--- DATA EXCERPTS ---

==*==

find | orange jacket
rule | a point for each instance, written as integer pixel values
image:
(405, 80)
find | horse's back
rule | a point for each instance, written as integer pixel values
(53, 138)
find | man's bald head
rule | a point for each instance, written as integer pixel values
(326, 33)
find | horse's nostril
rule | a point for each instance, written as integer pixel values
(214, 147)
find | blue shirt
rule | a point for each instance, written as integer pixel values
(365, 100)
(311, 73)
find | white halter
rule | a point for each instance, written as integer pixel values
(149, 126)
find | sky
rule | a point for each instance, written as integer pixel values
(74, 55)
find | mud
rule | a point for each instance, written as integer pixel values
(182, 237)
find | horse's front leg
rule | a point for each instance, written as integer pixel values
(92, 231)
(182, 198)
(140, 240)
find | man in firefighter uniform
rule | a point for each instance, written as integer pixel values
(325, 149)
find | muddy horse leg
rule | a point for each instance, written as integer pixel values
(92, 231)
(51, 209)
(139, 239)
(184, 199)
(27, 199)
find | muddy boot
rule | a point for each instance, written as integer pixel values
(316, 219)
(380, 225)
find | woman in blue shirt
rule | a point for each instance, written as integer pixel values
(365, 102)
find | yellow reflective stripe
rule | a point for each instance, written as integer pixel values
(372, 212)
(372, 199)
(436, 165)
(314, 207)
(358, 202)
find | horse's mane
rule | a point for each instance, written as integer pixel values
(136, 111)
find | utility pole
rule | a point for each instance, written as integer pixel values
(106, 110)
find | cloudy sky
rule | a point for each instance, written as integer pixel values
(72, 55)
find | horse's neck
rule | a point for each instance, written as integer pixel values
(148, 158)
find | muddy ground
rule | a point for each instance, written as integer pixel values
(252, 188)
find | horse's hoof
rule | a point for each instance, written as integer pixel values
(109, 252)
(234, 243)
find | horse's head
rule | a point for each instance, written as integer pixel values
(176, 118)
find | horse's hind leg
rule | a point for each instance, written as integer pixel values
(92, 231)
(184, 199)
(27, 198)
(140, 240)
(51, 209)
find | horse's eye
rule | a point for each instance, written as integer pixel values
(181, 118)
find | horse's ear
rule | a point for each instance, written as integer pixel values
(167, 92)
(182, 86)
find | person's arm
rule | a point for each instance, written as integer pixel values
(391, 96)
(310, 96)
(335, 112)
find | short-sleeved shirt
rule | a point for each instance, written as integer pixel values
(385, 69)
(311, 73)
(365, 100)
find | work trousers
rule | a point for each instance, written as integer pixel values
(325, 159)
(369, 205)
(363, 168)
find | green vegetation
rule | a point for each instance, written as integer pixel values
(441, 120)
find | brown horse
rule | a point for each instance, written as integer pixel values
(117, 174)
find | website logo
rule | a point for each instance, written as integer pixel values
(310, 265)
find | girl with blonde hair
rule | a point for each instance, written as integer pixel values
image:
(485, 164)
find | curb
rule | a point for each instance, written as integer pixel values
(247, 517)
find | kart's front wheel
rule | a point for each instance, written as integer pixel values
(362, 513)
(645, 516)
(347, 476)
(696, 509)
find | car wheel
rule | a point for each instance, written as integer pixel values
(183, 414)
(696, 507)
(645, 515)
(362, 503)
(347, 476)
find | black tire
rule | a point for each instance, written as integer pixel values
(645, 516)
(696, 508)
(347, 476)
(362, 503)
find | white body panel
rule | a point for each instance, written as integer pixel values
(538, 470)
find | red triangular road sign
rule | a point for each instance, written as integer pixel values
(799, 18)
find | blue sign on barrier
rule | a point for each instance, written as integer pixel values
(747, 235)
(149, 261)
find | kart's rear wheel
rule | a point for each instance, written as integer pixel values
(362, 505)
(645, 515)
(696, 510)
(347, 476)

==*==

--- WORK INSTRUCTIONS ---
What you copy out must be exactly the lines from the line containing "find | blue sign on barrier" through the end of the records.

--- TASK RESPONSE ---
find | blue sign on barrier
rule | a point for each instance, written as integer pixel values
(747, 235)
(149, 261)
find | kart's rear wheel
rule | a point for each instance, written as integer pixel values
(362, 505)
(645, 515)
(696, 510)
(347, 476)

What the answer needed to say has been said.